• **GOAL 1**: Decide whether each statement agrees with the article on nuclear issues in South Asia, answering yes or no and quoting the deciding words of the article exactly: (a) India and Pakistan have both signed the Treaty on the Non-Proliferation of Nuclear Weapons; (b) nuclear power plants supply around four percent of the electricity in India and in Pakistan; (c) the Fukushima nuclear accident took place in 2015.
• **GOAL 2**: Set down, word for word, the part of the article on nuclear issues in South Asia that opens with the words containing "Greater public understanding" and closes with "in each country.".
• **GOAL 3**: Take the article on nuclear issues in South Asia further, starting after its final sentence and keeping its voice and subject.

Critical Nuclear Issues In South Asia

Consensus is unlikely in the nuclear debate but openness can evolve better policies and implementation, says Nalaka Gunawardene.

AsianScientist (Mar. 3, 2015) – By Nalaka Gunawardene – South Asian countries are stepping up using and collaborating in civilian nuclear technologies. In pursuit of new opportunities, however, it is imperative that governments address safety concerns adequately.

Greater public understanding is also needed so that people can distinguish between nuclear weapons, nuclear energy generation and other nuclear applications in various spheres of development. Right now, conflation is common which, in turn, causes confusion.

Nuclear matters have long been contentious in India and Pakistan due to government secrecy surrounding military applications. Both countries possess home-built nuclear weapons, but neither has signed the Treaty on the Non-Proliferation of Nuclear Weapons which came into force in 1970. Specifics of their arsenals thus remain unknown.

Nuclear energy activities are somewhat more open, though no less controversial. Both India and Pakistan have functional nuclear power plants which generate around four percent of electricity in each country.

Opinion is divided on the cost-benefits of nuclear power. Environmental and radiation safety issues have come into sharp focus since Fukushima nuclear accident in Japan in 2011 and some new plants in South Asia have drawn sustained public protests.

Eclipsed by these debates is the use of radioactive isotopes in agriculture, food preservation, water management, healthcare and industrial processes. Beneath media’s radar, these have been going on for decades.

Our challenge is to scale up these applications while increasing the entire sector’s transparency and public accountability. Sustainable development would falter without such public trust.

• **MATERIAL SHOWN**:
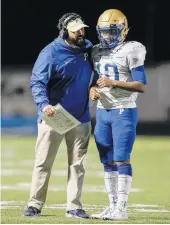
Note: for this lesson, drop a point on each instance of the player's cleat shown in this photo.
(117, 215)
(106, 212)
(32, 211)
(77, 213)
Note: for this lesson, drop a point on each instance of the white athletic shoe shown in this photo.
(117, 215)
(106, 212)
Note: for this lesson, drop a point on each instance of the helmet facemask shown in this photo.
(110, 36)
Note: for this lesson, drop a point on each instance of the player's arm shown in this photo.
(94, 92)
(138, 82)
(135, 60)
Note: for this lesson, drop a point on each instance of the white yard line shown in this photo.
(86, 188)
(132, 208)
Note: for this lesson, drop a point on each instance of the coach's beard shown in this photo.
(78, 42)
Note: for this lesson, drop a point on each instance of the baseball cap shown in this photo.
(75, 25)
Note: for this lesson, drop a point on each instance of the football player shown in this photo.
(120, 67)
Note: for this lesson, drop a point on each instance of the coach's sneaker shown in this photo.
(106, 212)
(32, 211)
(77, 213)
(117, 215)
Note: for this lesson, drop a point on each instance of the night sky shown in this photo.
(28, 26)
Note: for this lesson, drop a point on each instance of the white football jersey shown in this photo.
(116, 65)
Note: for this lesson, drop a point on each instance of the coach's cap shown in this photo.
(75, 25)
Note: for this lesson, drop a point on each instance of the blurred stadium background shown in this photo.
(27, 26)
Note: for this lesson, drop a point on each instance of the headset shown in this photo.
(63, 25)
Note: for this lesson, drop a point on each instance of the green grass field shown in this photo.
(149, 201)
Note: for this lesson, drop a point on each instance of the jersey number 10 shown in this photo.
(106, 70)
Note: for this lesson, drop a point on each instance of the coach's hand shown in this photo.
(105, 82)
(49, 110)
(94, 93)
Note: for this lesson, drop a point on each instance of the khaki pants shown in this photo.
(48, 142)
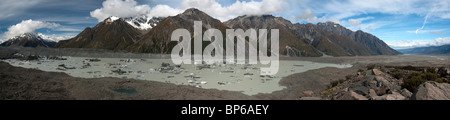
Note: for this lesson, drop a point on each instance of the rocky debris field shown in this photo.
(392, 83)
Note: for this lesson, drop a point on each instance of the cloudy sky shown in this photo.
(400, 23)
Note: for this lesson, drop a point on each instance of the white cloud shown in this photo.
(437, 32)
(120, 8)
(310, 18)
(11, 8)
(27, 26)
(223, 13)
(163, 11)
(404, 44)
(357, 22)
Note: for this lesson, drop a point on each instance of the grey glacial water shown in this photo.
(244, 78)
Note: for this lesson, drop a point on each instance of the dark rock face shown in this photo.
(28, 40)
(375, 45)
(444, 49)
(432, 91)
(109, 34)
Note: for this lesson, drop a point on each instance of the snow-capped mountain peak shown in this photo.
(142, 22)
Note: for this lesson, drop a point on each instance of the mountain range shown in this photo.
(152, 35)
(443, 49)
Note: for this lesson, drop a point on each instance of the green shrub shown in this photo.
(335, 83)
(348, 77)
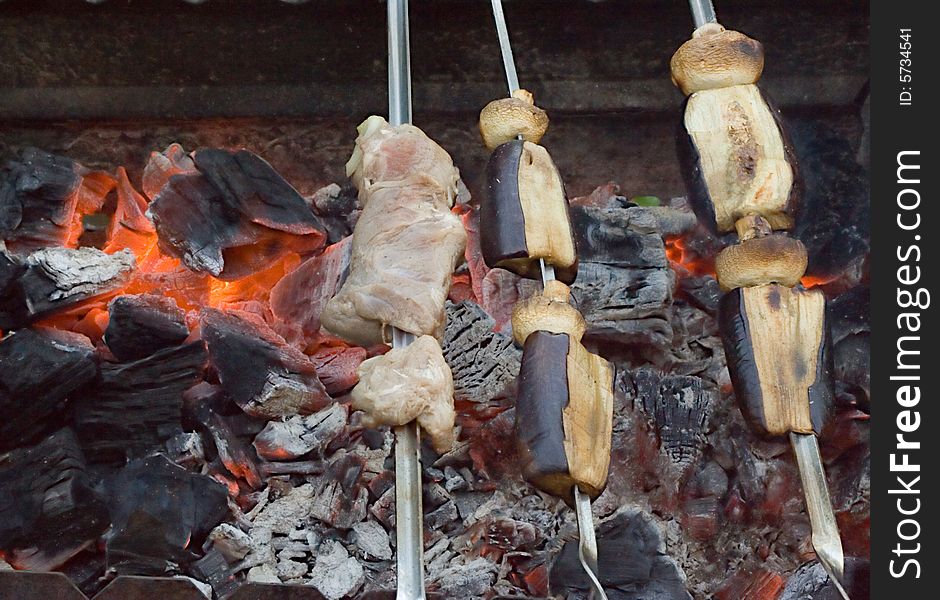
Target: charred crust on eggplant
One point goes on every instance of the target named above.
(694, 178)
(503, 236)
(739, 353)
(542, 399)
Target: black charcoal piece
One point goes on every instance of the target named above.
(140, 325)
(678, 406)
(39, 369)
(234, 217)
(624, 305)
(484, 362)
(214, 570)
(48, 510)
(626, 237)
(632, 562)
(135, 407)
(258, 370)
(160, 512)
(38, 195)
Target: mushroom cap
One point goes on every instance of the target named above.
(761, 260)
(716, 58)
(548, 311)
(504, 119)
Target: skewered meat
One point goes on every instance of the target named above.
(406, 243)
(386, 155)
(405, 248)
(413, 382)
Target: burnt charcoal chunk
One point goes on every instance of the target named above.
(53, 279)
(632, 563)
(39, 368)
(678, 406)
(627, 237)
(624, 305)
(234, 217)
(135, 407)
(160, 512)
(214, 570)
(483, 361)
(258, 370)
(47, 504)
(38, 195)
(543, 396)
(140, 325)
(299, 297)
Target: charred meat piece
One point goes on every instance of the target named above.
(409, 383)
(407, 242)
(405, 248)
(386, 155)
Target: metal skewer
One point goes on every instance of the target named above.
(408, 512)
(702, 12)
(587, 542)
(826, 540)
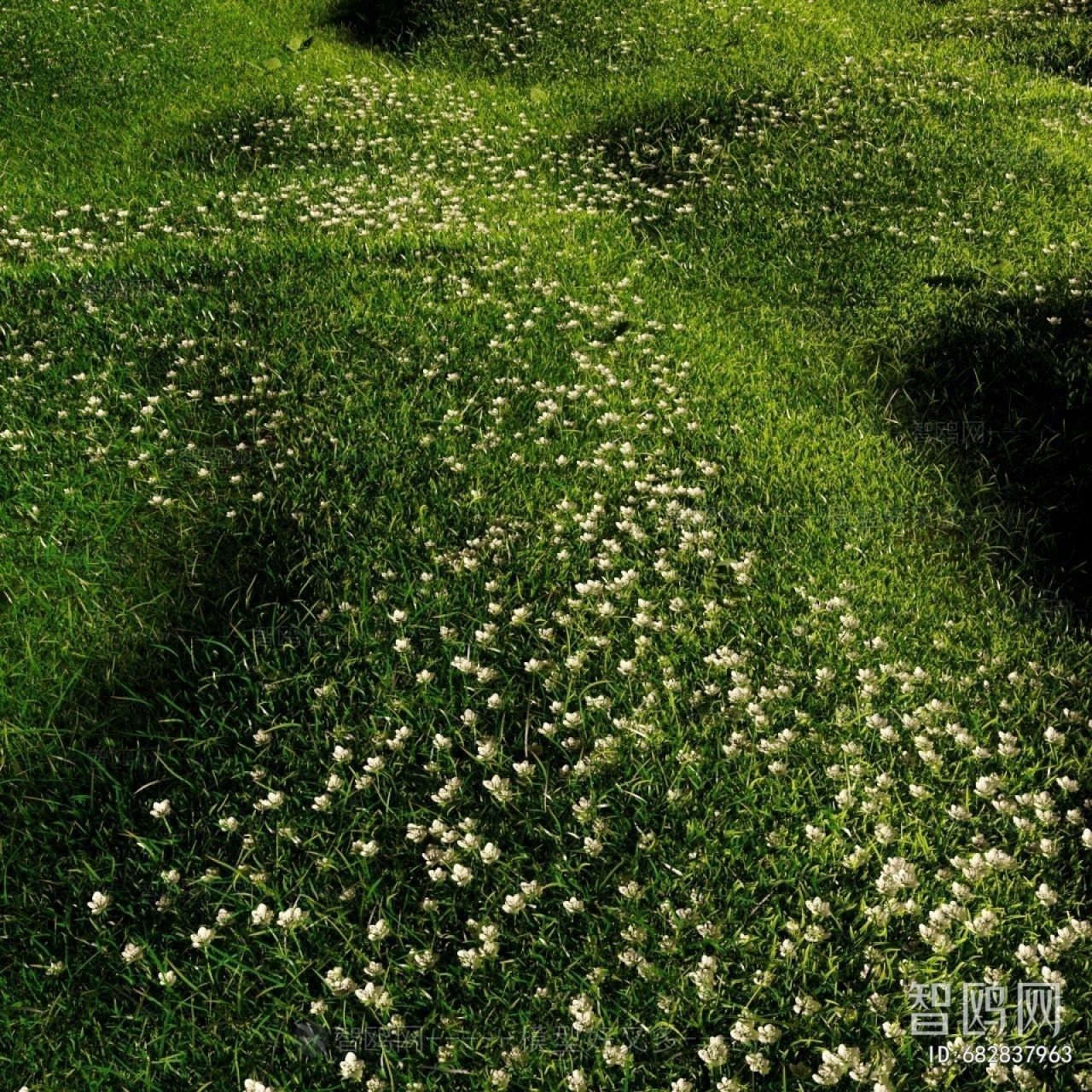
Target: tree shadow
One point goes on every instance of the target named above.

• **WRITTEN REPLY 1**:
(a) No: "neither has signed the Treaty on the Non-Proliferation of Nuclear Weapons"
(b) Yes: "generate around four percent of electricity in each country"
(c) No: "since Fukushima nuclear accident in Japan in 2011"

• **WRITTEN REPLY 2**:
Greater public understanding is also needed so that people can distinguish between nuclear weapons, nuclear energy generation and other nuclear applications in various spheres of development. Right now, conflation is common which, in turn, causes confusion.

Nuclear matters have long been contentious in India and Pakistan due to government secrecy surrounding military applications. Both countries possess home-built nuclear weapons, but neither has signed the Treaty on the Non-Proliferation of Nuclear Weapons which came into force in 1970. Specifics of their arsenals thus remain unknown.

Nuclear energy activities are somewhat more open, though no less controversial. Both India and Pakistan have functional nuclear power plants which generate around four percent of electricity in each country.

• **WRITTEN REPLY 3**:
Bilateral cooperation

Bilateral cooperation in civilian nuclear technologies has been increasing, both among the eight member countries of South Asian Association for Regional Cooperation, as well as between some of them and industrialized countries.

Among the most widely reported is the Indo-US civil nuclear agreement of 2007. Through this, India agreed to separate its civil and military nuclear facilities and to place the civil nuclear facilities under International Atomic Energy Agency (IAEA) safeguards. In exchange, the US agreed to work toward full civil nuclear cooperation with India.

During the January 2015 visit of U.S. President Barack Obama, the two countries, agreeing on the limits of nuclear liability, advanced this process further.

As with its space program, India has the most advanced nuclear technologies in South Asia. It has begun sharing that expertise with some neighboring countries—perhaps as a way of countering China’s own efforts in this respect.

On February 16, 2015, India and Sri Lanka signed a bilateral agreement to cooperate in peaceful uses of nuclear technology. Under this, India will help the island nation build its nuclear energy infrastructure, upgrade existing nuclear technologies and train specialized staff. The two countries will also collaborate in producing and using radioactive isotopes.

According to the Reuters news agency, “India could also sell light small-scale nuclear reactors to Sri Lanka which wants to establish 600 megawatts of nuclear capacity by 2030”.

Sri Lanka has no nuclear reactors, even though the option has been under discussion for some years. It generates electricity from hydro and thermal (coal and diesel) power plants.

The full text of the Indo-Sri Lanka nuclear agreement has not been made public. Sri Lanka’s minister of power and energy clarified that it does not allow India to unload any radioactive wastes in Sri Lanka. He also assured that all joint activities will comply with standards and guidelines set by the IAEA.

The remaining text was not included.